* **PASSAGE PROVIDED**:
------------------------------------------------------------

The question I have though is how all this adds up for the athletes. We had the IRONMAN World Championship in May in St George – a lot of top folks there, some of them missed it. Very challenging course, very challenging race – that takes a toll. You recover, hopefully by October you’re ready to go again in Hawaii.

What about some of the other races? IRONMAN Brazil, the top three guys go under eight hours – that’s hard, that’s fast and it’s a demand on your body. Can you recover? We’ll see.

IRONMAN Frankfurt, four guys went under 8 hours, again an amazingly fast race. At Challenge Roth four men went under 8 hours and four women went under 9 hours. That is all smoking fast, what effect will that have on the athletes when they get to Kona? This is where it gets tricky.

What Mark Allen told Macca

I’ll give you an example from after I quit racing, because it was advice I gave to Chris McCormack. He had been trying to win Kona and one of his stepping stones to being hopefully fit enough to win Kona was to do Challenge Roth.

He would go into Challenge Roth in completely top shape – he was Kona lean, he was Kona fit and he would have a great race in Germany, but he couldn’t sustain it. He couldn’t recover and rebuild and be in that sort of shape again in October in Kona.

------------------------------------------------------------

Rows from a dataset:
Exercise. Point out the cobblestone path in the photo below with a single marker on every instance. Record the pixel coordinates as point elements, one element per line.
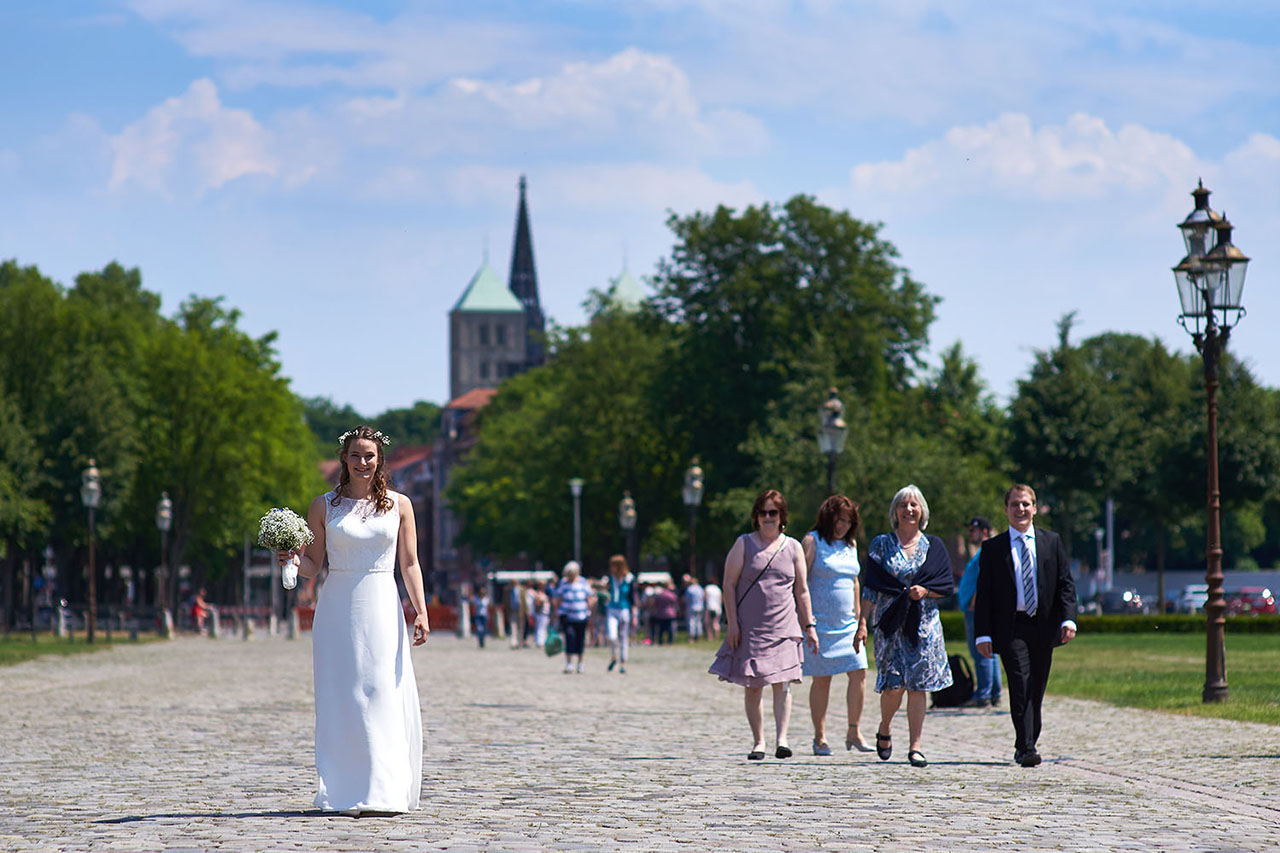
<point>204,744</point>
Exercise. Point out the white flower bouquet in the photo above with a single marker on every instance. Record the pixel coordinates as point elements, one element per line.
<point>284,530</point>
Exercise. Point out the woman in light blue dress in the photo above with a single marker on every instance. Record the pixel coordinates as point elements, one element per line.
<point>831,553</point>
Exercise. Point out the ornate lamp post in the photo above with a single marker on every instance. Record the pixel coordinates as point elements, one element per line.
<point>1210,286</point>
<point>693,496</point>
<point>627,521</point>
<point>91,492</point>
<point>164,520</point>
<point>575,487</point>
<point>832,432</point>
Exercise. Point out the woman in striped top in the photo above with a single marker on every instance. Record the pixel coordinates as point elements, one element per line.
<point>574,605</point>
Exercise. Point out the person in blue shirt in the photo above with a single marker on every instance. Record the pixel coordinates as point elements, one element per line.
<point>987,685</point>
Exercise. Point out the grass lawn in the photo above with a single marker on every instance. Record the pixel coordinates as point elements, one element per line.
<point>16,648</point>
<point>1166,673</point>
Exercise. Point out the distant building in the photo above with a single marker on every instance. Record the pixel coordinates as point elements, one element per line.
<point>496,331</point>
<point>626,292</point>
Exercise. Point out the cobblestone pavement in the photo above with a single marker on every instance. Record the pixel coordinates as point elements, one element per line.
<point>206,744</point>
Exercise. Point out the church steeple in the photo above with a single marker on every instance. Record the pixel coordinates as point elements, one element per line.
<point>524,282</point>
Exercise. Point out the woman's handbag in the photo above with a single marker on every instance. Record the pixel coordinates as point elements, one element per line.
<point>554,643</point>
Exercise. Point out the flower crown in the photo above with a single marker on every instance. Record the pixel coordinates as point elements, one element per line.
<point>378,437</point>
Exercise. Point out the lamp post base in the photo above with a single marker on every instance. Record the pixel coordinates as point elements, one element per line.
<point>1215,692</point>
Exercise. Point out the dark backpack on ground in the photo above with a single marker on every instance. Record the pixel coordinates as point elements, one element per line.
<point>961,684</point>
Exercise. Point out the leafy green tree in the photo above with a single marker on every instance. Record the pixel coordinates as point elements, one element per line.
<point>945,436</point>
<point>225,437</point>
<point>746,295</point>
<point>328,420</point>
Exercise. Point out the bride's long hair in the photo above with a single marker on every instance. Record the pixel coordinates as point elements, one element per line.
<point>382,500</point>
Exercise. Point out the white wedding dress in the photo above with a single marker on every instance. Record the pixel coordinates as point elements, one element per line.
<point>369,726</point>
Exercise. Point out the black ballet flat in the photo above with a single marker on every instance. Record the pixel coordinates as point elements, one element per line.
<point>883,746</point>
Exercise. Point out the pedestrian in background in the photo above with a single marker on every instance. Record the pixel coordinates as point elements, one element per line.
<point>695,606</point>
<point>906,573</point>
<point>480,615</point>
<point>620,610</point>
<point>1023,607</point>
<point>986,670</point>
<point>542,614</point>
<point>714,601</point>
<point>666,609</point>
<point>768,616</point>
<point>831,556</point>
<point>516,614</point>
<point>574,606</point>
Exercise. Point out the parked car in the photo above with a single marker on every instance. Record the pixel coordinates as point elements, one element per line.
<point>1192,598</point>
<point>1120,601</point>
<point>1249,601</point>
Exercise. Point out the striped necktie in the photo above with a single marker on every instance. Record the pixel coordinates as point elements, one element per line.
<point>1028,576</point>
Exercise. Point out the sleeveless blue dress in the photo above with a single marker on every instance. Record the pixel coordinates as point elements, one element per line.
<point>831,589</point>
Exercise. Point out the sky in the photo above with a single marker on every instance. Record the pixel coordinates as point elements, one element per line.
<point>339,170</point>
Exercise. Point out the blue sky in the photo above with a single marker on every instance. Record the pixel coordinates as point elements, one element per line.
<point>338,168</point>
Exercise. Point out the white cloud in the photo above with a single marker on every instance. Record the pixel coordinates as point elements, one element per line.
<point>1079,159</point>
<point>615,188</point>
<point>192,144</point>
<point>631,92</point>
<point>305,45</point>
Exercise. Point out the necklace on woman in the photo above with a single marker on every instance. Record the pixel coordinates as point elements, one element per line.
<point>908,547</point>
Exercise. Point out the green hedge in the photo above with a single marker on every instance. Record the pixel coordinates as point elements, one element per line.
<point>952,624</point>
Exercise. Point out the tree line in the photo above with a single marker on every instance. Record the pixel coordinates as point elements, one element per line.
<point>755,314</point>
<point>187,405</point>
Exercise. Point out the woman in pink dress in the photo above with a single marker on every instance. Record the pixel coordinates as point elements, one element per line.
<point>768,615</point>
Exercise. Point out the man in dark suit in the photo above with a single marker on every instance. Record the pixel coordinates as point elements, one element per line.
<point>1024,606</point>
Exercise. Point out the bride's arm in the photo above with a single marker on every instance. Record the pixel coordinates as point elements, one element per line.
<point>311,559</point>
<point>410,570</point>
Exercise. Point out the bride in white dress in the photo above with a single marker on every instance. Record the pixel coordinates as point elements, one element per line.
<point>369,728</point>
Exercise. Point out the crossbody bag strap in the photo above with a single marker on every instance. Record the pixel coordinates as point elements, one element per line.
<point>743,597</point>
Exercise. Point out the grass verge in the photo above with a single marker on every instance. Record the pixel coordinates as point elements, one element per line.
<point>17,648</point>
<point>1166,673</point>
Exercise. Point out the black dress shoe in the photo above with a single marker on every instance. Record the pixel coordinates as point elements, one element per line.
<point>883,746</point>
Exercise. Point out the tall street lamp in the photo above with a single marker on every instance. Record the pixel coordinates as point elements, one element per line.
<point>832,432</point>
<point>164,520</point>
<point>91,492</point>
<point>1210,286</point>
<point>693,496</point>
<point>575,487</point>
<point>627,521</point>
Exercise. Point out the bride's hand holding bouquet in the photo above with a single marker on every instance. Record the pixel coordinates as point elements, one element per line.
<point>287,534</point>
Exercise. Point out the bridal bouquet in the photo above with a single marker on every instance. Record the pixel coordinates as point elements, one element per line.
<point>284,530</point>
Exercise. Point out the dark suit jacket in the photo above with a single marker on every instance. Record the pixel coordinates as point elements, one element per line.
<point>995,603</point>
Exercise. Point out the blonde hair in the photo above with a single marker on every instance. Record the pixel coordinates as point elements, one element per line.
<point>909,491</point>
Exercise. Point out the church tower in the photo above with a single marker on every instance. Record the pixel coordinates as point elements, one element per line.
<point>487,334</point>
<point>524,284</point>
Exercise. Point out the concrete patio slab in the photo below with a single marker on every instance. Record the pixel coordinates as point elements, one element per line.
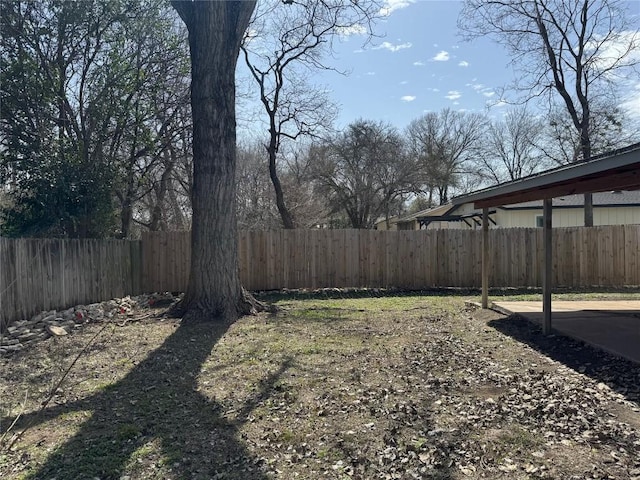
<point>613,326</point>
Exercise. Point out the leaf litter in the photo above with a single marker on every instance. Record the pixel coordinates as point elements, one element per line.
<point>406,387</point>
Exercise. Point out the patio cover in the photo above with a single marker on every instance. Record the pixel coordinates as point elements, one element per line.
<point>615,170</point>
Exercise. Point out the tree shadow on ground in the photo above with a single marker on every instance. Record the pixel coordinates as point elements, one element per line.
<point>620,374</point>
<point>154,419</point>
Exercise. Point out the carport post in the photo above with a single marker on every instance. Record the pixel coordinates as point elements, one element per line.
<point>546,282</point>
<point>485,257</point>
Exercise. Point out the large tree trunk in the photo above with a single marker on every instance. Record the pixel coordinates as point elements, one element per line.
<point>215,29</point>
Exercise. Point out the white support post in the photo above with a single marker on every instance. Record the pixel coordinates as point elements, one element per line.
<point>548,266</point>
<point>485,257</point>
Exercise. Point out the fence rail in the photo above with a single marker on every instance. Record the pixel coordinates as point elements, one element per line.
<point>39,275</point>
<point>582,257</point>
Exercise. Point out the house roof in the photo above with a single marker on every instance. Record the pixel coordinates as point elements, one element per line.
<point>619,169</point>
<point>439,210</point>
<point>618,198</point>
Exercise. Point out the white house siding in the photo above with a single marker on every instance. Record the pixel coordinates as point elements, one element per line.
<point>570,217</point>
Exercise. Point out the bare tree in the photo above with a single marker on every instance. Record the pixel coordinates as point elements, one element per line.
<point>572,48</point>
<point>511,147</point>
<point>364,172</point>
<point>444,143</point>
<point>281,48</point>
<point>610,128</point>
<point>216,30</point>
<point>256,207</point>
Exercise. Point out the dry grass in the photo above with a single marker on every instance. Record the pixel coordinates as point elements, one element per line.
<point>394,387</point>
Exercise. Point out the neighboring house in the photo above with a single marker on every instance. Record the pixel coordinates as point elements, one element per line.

------------------------------------------------------------

* **TO BE DONE**: In the passage on Ironman racing and recovery, copy the text from "He would go" to "October in Kona.". These items were taken from a separate source.

* **EXERCISE OUTPUT**:
He would go into Challenge Roth in completely top shape – he was Kona lean, he was Kona fit and he would have a great race in Germany, but he couldn’t sustain it. He couldn’t recover and rebuild and be in that sort of shape again in October in Kona.